> **Your assignment**: Collect every line below that contains the word "Query".

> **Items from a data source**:
######
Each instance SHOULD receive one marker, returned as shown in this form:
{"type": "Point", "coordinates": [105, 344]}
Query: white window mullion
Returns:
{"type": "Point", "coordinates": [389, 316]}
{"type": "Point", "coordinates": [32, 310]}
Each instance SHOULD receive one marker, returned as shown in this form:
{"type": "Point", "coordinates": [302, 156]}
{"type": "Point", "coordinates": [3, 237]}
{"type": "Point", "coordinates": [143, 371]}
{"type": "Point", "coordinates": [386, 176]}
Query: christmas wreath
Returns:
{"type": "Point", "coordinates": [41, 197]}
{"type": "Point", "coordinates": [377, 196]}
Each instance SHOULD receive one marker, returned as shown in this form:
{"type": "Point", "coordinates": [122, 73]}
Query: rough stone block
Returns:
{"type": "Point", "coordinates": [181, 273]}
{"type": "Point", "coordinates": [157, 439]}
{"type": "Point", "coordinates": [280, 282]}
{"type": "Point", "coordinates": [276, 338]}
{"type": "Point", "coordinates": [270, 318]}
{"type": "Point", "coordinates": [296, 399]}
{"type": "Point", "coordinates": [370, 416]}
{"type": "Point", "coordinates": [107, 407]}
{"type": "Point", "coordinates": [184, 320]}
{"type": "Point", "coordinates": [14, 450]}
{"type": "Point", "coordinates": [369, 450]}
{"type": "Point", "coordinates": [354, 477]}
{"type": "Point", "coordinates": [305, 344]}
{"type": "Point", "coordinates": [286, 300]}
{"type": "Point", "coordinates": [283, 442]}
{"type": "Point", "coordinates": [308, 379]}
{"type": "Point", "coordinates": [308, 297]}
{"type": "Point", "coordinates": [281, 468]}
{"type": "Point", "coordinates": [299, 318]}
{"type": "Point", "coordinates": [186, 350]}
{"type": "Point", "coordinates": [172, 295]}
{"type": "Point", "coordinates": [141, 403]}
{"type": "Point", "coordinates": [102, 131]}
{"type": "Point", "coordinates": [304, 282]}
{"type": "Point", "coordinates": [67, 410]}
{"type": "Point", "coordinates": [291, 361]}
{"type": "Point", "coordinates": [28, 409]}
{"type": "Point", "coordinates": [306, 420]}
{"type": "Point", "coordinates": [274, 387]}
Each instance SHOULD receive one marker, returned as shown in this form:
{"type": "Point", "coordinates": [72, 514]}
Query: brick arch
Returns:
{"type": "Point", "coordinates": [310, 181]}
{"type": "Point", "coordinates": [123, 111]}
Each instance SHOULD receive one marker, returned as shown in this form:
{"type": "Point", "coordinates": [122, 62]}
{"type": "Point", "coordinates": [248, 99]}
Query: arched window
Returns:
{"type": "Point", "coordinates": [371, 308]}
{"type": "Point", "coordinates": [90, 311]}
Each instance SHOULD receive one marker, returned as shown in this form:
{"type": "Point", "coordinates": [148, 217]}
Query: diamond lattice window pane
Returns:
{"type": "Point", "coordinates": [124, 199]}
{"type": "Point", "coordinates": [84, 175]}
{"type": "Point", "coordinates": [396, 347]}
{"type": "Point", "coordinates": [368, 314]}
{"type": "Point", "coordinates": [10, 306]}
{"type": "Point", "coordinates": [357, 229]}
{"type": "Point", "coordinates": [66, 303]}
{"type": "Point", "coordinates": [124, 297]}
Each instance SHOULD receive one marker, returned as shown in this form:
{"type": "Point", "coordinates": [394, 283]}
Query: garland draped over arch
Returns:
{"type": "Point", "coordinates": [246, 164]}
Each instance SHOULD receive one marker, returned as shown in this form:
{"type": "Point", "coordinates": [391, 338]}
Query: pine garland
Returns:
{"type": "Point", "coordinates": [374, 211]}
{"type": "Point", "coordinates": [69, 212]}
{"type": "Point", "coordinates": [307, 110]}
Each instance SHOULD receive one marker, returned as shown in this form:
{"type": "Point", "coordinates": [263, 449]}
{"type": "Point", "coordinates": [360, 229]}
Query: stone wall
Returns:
######
> **Completed task**:
Query: white window mullion
Query: christmas wreath
Query: rough stone block
Query: brick arch
Query: arched window
Query: diamond lattice window pane
Query: garland draped over arch
Query: pine garland
Query: stone wall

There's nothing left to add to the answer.